* [Consigne écrite]:
Recopiez intégralement les lignes de tous les items ci-dessous, demandes comprises, en décalant de 23 chaque coordonnée donnée dans les réponses.

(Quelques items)
+ + + +

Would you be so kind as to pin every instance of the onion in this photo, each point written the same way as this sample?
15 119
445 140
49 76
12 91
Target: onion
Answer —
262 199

+ + + +

* [Résultat de l'exercice]:
Would you be so kind as to pin every instance of the onion in this photo, each point written the same way as this sample?
15 119
445 140
49 76
12 91
Target: onion
Answer —
285 222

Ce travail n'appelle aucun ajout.